◆ **Texte support**:
+ + + +

Le Général de Gaulle et Emmanuel Macron ont un exercice bonapartiste de pouvoir, jacobin et vertical avec la tentation de jouer le peuple contre les corps intermédiaires, les corporatistes. Ils aiment le mouvement, le contrepied. Le Général de Gaulle savait manipuler ses adversaires et ses alliés pour aboutir au résultat qu’il souhaitait. Emmanuel Macron tente de faire aussi bien. Il a un goût pour la transgression. Certes, le premier osait le référendum quand le second est sans nul doute plus prudent. L’un comme l’autre connaissent la force des médias. L’homme de Londres a compris avant les autres qu’une guerre se mène aussi sur les ondes quand le second manie la force de l’image et d’Internet avec brio.

Le Général de Gaulle refusait d’être classé de droite ou de gauche. Il était sur les valeurs sociétales, par son histoire, de droite tout en étant épris d’un certain sens social qui se traduisit notamment par le développement de la participation. Il se méfiait de la bourgeoisie et des notables.

Quel chemin reste-t-il à parcourir à Emmanuel Macron pour "mériter" une telle comparaison d'ici à la fin de son mandat ?

Maxime Tandonnet : C’est impossible. Les deux personnages ne sont pas du tout au même niveau. Il n’y a aucun sens à essayer de comparer un héros de l’histoire, à l’échelle de Jeanne d’Arc, de Napoléon, et de Clemenceau et un responsable politique qui doit sa réussite à un véritable talent de manœuvrier, de communiquant et au soutien indéfectible des médias. D’ailleurs, entre 1958 et aujourd’hui, nous sommes dans deux époques différentes. En 1958, la politique à un sens concret : sortir la France de la guerre d’Algérie était, pour de Gaulle une priorité absolue. Ce drame fut un immense traumatisme pour le pays et son règlement, dans la douleur, la clé de l’entrée de la France dans le monde moderne. Aujourd’hui, la politique est davantage une affaire de grand spectacle médiatique avec ses postures, ses coups de menton, ses idoles et  ses coups de communication et de frime. Les grands mots, les crises de nerfs et les polémiques servent à masquer le néant. Les formules excessives comme « transformer la France » ou le « nouveau monde » ayant remplacé l’ancien monde, ne sont rien d’autre que le masque de l’impuissance et de l’immobilisme. Qu’est-ce qui a changé en profondeur et concrètement, depuis un an, en matière de sécurité, d’économie, de social ? Nul n’en a la moindre idée. Nous vivons une époque de mystification permanente qui s’adosse au conformisme grandissant, au climat d’obséquiosité, au déclin de l’intelligence collective, de la culture politique et du sens de l’esprit critique. C’est toute la différence avec 1958.

+ + + +

◆ **Données fournies**:
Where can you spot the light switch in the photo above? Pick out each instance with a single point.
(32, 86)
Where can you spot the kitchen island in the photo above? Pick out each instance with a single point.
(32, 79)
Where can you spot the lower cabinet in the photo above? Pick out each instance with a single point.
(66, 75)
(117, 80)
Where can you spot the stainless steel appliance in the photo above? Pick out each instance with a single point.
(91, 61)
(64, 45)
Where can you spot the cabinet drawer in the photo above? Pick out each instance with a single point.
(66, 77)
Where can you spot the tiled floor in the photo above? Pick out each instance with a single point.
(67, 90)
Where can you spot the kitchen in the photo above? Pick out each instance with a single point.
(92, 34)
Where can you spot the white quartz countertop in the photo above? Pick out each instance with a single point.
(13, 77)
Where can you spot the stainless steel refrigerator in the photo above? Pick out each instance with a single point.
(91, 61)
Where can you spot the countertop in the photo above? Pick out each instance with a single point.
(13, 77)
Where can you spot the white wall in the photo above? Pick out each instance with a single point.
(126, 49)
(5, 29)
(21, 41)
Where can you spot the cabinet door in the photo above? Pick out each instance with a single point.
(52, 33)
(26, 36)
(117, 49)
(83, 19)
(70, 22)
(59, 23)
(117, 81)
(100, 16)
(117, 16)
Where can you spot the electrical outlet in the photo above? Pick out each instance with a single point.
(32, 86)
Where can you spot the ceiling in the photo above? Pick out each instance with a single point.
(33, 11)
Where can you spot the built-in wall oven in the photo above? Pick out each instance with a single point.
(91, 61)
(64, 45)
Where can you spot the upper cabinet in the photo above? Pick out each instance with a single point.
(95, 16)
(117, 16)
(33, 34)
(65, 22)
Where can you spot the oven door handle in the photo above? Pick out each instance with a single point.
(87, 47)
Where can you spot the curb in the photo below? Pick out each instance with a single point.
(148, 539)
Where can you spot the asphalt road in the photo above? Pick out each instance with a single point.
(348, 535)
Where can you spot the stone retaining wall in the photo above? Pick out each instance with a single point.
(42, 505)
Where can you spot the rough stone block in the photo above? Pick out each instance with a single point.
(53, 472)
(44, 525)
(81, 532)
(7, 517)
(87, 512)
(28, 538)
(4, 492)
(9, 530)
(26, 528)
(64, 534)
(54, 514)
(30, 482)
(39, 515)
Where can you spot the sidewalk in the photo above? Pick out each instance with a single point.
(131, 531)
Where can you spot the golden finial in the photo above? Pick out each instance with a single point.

+ + + +

Recopiez le passage du texte sur de Gaulle et Macron qui va de « Le Général de Gaulle refusait » jusqu'à « et des notables. » inclus, en substituant « élites » à « notables ».

◆ **Réponse correspondante**:
Le Général de Gaulle refusait d’être classé de droite ou de gauche. Il était sur les valeurs sociétales, par son histoire, de droite tout en étant épris d’un certain sens social qui se traduisit notamment par le développement de la participation. Il se méfiait de la bourgeoisie et des élites.